● What this task involves
Copy out the part of the Pipeline scripting guide that begins at "Grok Wildcard Search¶" and stops after "indicates the weight.". Swap out "command-line tool" and put "terminal utility" in its place.

## Begin Quoted text

How to Write a Pipeline Script¶
Writing Pipeline scripts can be complex. To assist with this, Datakit includes a simple debugging tool that helps users write Pipeline scripts.
Debugging Grok and Pipeline¶
Specify the name of the Pipeline script and input a text snippet to determine if extraction is successful.
The Pipeline script must be placed in the [Datakit installation directory]/pipeline directory.
$ datakit pipeline -P your_pipeline.p -T '2021-01-11T17:43:51.887+0800 DEBUG io io/io.go:458 post cost 6.87021ms'
Extracted data(cost: 421.705µs): # Indicates successful parsing
{
"code" : "io/io.go: 458", # Corresponding code location
"level" : "DEBUG", # Corresponding log level
"module" : "io", # Corresponding code module
"msg" : "post cost 6.87021ms", # Raw log content
"time" : 1610358231887000000 # Log time (Unix nanosecond timestamp)
"message": "2021-01-11T17:43:51.887+0800 DEBUG io io/io.g o:458 post cost 6.87021ms"
}
Example of failed extraction (only message
remains, indicating other fields were not extracted):
$ datakit pipeline -P other_pipeline.p -T '2021-01-11T17:43:51.887+0800 DEBUG io io/io.g o:458 post cost 6.87021ms'
{
"message": "2021-01-11T17:43:51.887+0800 DEBUG io io/io.g o:458 post cost 6.87021ms"
}
If the debug text is complex, you can write it into a file (sample.log) and use the following method for debugging:
For more Pipeline debugging commands, see datakit help pipeline
.
Grok Wildcard Search¶
Given the numerous Grok patterns, manual matching can be cumbersome. Datakit provides an interactive command-line tool grokq
(Grok query):
datakit tool --grokq
grokq > Mon Jan 25 19:41:17 CST 2021 # Enter the text you want to match here
2 %{DATESTAMP_OTHER: ?} # The tool suggests corresponding matches; higher-ranked matches are more precise (higher weight). The number before indicates the weight.
0 %{GREEDYDATA: ?}
grokq > 2021-01-25T18:37:22.016+0800
4 %{TIMESTAMP_ISO8601: ?} # The ? indicates you need to name the matched text with a field
0 %{NOTSPACE: ?}
0 %{PROG: ?}
0 %{SYSLOGPROG: ?}
0 %{GREEDYDATA: ?} # Patterns like GREEDYDATA have a wide range and lower weight
# Higher weights mean better precision
grokq > Q # Use Q or exit to quit
Bye!

## End Quoted text
## Begin Information supplied

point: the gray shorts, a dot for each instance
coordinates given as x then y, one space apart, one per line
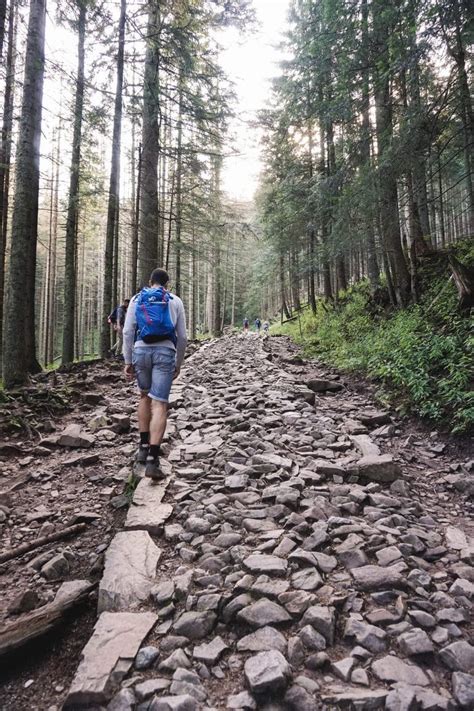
154 368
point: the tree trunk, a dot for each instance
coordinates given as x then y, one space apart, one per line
5 154
373 271
3 17
388 191
114 188
136 227
149 217
179 178
73 198
20 351
458 53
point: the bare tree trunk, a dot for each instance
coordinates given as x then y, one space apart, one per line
3 17
20 351
114 189
179 178
136 226
5 154
149 217
73 199
373 271
52 253
387 182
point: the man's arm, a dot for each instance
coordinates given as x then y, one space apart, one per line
129 332
181 336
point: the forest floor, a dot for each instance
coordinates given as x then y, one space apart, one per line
311 546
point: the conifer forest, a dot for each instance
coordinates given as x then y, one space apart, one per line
111 162
236 355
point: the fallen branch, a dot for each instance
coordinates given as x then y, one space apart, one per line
42 541
42 620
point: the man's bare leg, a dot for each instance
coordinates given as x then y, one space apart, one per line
144 413
159 416
144 418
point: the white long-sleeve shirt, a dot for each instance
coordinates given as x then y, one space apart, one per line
179 320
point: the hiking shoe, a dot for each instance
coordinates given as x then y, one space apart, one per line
152 468
142 454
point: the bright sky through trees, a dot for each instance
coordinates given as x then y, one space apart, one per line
251 62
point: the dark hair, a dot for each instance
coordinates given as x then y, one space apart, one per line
159 276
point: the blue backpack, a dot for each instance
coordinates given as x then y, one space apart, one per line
153 316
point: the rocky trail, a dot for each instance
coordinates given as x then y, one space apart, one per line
306 550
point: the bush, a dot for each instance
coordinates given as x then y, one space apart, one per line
422 355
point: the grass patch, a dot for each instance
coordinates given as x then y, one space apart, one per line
423 356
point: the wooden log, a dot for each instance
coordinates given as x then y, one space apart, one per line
42 541
34 624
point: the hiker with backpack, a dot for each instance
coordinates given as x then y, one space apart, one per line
154 345
117 320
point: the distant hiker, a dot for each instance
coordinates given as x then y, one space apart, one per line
117 319
156 322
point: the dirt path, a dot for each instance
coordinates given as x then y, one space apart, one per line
309 549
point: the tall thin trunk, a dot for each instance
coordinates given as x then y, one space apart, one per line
179 178
388 190
372 265
114 189
5 153
458 53
20 351
136 227
284 305
73 198
3 17
312 232
149 217
51 320
234 257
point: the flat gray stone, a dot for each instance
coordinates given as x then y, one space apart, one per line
393 669
183 702
307 579
343 668
74 436
368 636
147 512
243 702
265 564
108 656
377 468
123 701
402 698
322 619
375 577
186 681
456 538
458 656
146 656
195 625
262 613
150 687
209 653
267 672
415 641
355 698
463 689
262 640
129 571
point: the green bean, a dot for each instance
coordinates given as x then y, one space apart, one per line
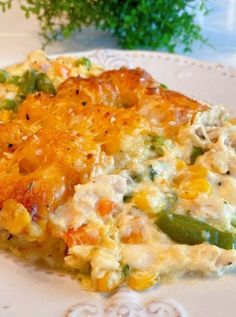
84 62
43 83
187 230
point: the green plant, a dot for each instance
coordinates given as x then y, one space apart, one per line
135 23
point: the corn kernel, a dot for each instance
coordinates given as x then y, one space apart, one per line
191 189
150 201
140 281
109 281
197 171
14 217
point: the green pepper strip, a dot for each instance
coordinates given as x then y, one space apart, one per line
187 230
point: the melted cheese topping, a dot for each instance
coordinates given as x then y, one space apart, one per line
84 174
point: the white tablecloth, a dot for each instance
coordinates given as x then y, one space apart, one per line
19 35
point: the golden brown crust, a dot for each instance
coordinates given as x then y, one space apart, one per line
54 141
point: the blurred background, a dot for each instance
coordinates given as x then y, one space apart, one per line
19 35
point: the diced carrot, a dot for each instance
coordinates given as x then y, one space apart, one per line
60 70
86 234
105 206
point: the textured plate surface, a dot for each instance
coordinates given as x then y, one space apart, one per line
29 291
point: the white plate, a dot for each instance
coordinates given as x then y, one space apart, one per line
28 291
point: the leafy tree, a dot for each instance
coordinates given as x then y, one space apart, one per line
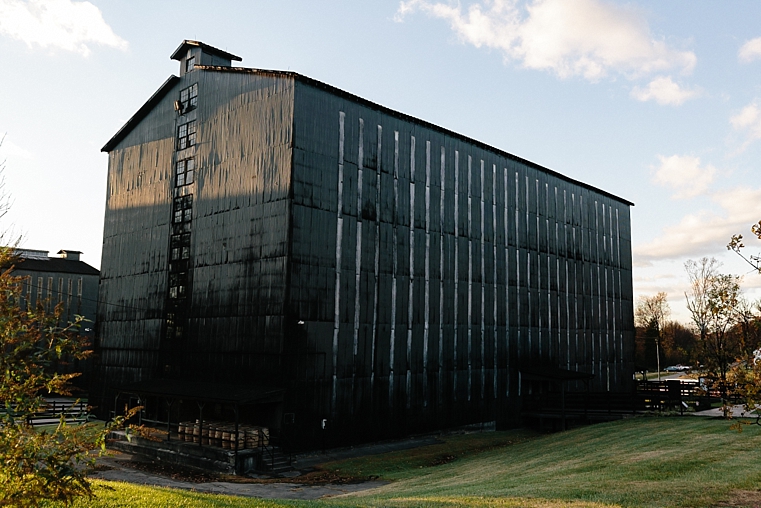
679 343
37 465
736 244
718 309
651 315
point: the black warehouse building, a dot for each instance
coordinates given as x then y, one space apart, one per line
386 275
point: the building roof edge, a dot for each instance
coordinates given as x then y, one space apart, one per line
410 118
140 114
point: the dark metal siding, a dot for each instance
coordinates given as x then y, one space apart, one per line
391 275
240 223
533 268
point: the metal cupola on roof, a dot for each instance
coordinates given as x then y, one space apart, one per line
192 53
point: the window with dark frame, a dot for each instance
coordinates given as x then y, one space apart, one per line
182 209
180 246
177 284
189 97
186 135
184 172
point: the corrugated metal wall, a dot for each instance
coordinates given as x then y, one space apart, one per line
392 275
428 268
232 318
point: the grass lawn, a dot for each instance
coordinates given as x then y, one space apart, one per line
647 461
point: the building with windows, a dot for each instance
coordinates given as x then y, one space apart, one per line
265 229
66 280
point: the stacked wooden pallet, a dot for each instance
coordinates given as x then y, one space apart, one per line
222 434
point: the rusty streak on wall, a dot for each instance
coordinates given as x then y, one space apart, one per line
392 275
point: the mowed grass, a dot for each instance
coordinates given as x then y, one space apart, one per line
687 461
648 461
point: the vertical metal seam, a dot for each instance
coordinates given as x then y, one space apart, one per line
358 254
494 276
470 277
483 288
410 310
427 312
376 263
441 280
456 270
339 237
392 341
507 288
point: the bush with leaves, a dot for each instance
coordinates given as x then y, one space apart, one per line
36 465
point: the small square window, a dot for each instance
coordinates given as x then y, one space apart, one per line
177 285
189 97
184 171
182 209
186 135
180 246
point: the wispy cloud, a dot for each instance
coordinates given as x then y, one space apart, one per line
751 50
705 232
664 91
684 174
748 121
588 38
57 24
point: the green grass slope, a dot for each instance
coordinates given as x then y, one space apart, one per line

## End Information supplied

● Reply to the task
Grok Wildcard Search¶
Given the numerous Grok patterns, manual matching can be cumbersome. Datakit provides an interactive terminal utility grokq
(Grok query):
datakit tool --grokq
grokq > Mon Jan 25 19:41:17 CST 2021 # Enter the text you want to match here
2 %{DATESTAMP_OTHER: ?} # The tool suggests corresponding matches; higher-ranked matches are more precise (higher weight). The number before indicates the weight.